(Saved entries)
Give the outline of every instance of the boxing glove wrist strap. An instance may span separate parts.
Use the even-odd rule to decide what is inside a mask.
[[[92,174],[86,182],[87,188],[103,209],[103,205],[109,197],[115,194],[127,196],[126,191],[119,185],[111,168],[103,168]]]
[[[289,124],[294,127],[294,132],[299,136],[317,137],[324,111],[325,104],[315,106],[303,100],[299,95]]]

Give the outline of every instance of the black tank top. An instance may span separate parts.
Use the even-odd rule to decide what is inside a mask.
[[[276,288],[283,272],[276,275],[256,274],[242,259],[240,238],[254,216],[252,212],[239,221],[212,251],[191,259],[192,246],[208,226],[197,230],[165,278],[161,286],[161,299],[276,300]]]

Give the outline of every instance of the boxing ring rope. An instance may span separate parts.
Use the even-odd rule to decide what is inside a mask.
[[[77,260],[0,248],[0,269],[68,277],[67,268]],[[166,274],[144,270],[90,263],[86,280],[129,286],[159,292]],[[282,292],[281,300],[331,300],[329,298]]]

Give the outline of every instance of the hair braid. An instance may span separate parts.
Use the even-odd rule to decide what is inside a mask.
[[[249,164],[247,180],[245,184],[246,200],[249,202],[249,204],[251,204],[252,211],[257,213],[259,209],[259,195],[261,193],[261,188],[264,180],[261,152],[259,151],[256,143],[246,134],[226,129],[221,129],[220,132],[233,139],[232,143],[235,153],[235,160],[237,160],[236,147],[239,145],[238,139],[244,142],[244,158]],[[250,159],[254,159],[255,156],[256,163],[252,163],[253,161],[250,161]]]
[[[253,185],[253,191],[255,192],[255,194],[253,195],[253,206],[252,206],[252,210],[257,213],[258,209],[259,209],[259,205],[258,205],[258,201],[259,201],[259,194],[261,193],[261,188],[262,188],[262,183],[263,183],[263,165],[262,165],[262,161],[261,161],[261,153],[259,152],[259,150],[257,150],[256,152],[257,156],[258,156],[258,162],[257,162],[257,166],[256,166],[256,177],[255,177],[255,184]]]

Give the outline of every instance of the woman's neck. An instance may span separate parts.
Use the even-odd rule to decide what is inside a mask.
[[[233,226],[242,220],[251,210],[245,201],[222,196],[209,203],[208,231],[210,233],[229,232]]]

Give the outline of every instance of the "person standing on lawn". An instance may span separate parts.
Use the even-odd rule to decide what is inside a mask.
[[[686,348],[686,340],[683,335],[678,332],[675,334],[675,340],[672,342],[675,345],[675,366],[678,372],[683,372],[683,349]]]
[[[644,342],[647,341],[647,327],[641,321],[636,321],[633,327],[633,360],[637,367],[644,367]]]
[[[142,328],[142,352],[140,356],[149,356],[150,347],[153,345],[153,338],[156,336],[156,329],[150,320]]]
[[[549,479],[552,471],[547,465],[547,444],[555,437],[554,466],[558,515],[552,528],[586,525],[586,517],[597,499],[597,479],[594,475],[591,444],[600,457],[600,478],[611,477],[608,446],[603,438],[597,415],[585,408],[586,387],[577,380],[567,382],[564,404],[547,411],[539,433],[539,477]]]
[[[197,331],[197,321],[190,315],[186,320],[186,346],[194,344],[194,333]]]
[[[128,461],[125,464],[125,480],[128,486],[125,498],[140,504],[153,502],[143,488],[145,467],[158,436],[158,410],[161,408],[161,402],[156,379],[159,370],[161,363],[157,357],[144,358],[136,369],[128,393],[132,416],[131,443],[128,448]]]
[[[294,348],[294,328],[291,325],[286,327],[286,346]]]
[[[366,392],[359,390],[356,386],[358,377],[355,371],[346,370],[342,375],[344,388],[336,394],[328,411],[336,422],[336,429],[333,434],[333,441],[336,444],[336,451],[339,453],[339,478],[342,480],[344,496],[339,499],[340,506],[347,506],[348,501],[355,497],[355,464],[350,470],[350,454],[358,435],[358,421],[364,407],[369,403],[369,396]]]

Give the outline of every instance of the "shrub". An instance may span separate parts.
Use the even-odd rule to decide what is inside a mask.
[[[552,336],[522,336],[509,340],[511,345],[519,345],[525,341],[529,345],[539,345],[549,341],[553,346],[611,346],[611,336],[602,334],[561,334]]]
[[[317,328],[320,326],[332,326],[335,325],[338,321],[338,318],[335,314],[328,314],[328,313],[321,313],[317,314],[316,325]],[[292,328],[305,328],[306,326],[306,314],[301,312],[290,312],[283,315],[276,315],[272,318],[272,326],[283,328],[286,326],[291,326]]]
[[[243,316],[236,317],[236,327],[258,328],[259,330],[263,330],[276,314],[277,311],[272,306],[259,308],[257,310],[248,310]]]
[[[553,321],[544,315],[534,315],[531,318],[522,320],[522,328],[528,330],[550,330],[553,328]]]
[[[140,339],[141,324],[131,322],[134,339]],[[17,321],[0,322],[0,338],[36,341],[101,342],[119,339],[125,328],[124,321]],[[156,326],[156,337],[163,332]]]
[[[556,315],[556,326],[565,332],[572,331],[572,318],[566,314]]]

EXERCISE :: Restate the entries above. Match them exactly.

ANSWER BOX ::
Give the outline of every instance of the boxing glove wrist strap. An instance may span separate parts.
Use the even-odd rule to decide what is inside a mask.
[[[92,174],[86,182],[87,188],[103,209],[103,205],[109,197],[115,194],[127,196],[126,191],[119,185],[111,168],[103,168]]]
[[[289,124],[294,127],[294,132],[299,136],[317,137],[324,111],[325,104],[315,106],[303,100],[299,95]]]

Give the outline of every instance of the black tank top. An instance may span separate parts.
Use the even-odd rule to decide what is inside a mask.
[[[276,288],[283,272],[276,275],[256,274],[242,259],[240,238],[254,216],[252,212],[239,221],[212,251],[191,259],[192,246],[208,226],[197,230],[165,278],[161,286],[161,299],[276,300]]]

Give the outline of every instance of the boxing ring rope. An instance may span separate parts.
Use the even-odd rule to decide what is inside a mask.
[[[77,260],[0,248],[0,269],[68,277],[67,268]],[[166,274],[144,270],[90,263],[86,280],[129,286],[159,292]],[[282,292],[281,300],[331,300],[329,298]]]

Give the outline of every instance of the hair braid. An instance may span separate parts.
Use the even-odd rule to decide what is inside a mask.
[[[249,164],[247,180],[245,184],[246,200],[249,202],[249,204],[251,204],[252,211],[257,213],[259,209],[259,195],[261,193],[261,188],[264,180],[261,152],[259,151],[256,143],[246,134],[226,129],[221,129],[220,132],[233,139],[232,143],[235,153],[235,160],[237,160],[236,147],[239,145],[238,139],[244,142],[244,158]],[[250,159],[254,159],[255,156],[256,163],[252,163],[253,161],[250,161]]]
[[[253,185],[253,191],[255,192],[255,194],[253,195],[253,206],[252,206],[252,210],[257,213],[258,209],[259,209],[259,205],[258,205],[258,201],[259,201],[259,194],[261,193],[261,188],[262,188],[262,183],[263,183],[263,165],[262,165],[262,161],[261,161],[261,153],[259,152],[259,150],[257,150],[256,152],[257,156],[258,156],[258,162],[257,162],[257,166],[256,166],[256,177],[255,177],[255,184]]]

Give the outline of every instance of the woman's neck. An instance may span separate parts.
Use the even-odd rule to decide what is inside a mask.
[[[233,226],[242,220],[251,210],[245,201],[222,196],[209,203],[208,231],[210,233],[229,232]]]

Give the outline of every instance of the "person standing on lawn". An instance may span separate parts.
Use the even-odd rule to decide what is inside a mask.
[[[686,348],[686,340],[683,335],[678,332],[675,334],[675,340],[672,342],[675,345],[675,366],[678,372],[683,372],[683,349]]]
[[[644,342],[647,341],[647,327],[641,321],[636,321],[633,327],[633,360],[637,367],[644,367]]]
[[[142,328],[142,352],[140,356],[149,356],[150,347],[153,345],[153,338],[156,336],[156,329],[150,320]]]
[[[549,479],[552,471],[547,465],[547,444],[555,437],[554,466],[558,515],[552,528],[586,525],[586,517],[597,499],[597,479],[594,475],[591,444],[600,457],[600,478],[611,477],[608,446],[603,438],[597,415],[585,408],[586,387],[577,380],[567,382],[564,404],[547,411],[539,433],[539,477]]]
[[[197,331],[197,321],[190,315],[186,320],[186,346],[194,344],[194,333]]]
[[[128,461],[125,464],[125,480],[128,486],[125,498],[140,504],[153,502],[143,488],[145,467],[158,436],[158,410],[161,408],[161,402],[156,379],[159,370],[161,363],[157,357],[144,358],[136,369],[128,393],[132,416],[131,443],[128,448]]]
[[[294,348],[294,328],[291,325],[286,327],[286,346]]]
[[[366,392],[359,390],[356,386],[358,377],[355,371],[346,370],[342,375],[344,388],[336,394],[328,411],[336,422],[336,429],[333,434],[333,441],[336,444],[336,451],[339,453],[339,478],[342,480],[344,496],[339,499],[340,506],[347,506],[348,501],[355,497],[355,464],[350,470],[350,454],[358,435],[358,421],[364,407],[369,403],[369,396]]]

Give the outline of every instance of the "shrub". An instance may span separate parts.
Use the even-odd rule to decide what is inside a mask.
[[[552,336],[522,336],[509,340],[511,345],[519,345],[525,341],[529,345],[539,345],[549,341],[553,346],[611,346],[611,336],[602,334],[561,334]]]
[[[317,328],[320,326],[332,326],[335,325],[338,321],[338,318],[335,314],[328,314],[328,313],[321,313],[317,314],[316,325]],[[292,328],[305,328],[306,326],[306,314],[301,312],[290,312],[283,315],[276,315],[272,318],[272,326],[283,328],[286,326],[291,326]]]
[[[243,316],[236,317],[236,327],[258,328],[259,330],[263,330],[276,314],[277,311],[272,306],[259,308],[257,310],[248,310]]]
[[[553,321],[544,315],[534,315],[531,318],[522,320],[522,328],[528,330],[550,330],[553,328]]]
[[[140,339],[141,324],[131,322],[134,339]],[[17,321],[0,322],[0,338],[36,341],[101,342],[119,339],[125,328],[124,321]],[[156,326],[156,337],[163,332]]]
[[[556,315],[556,326],[565,332],[572,331],[572,318],[566,314]]]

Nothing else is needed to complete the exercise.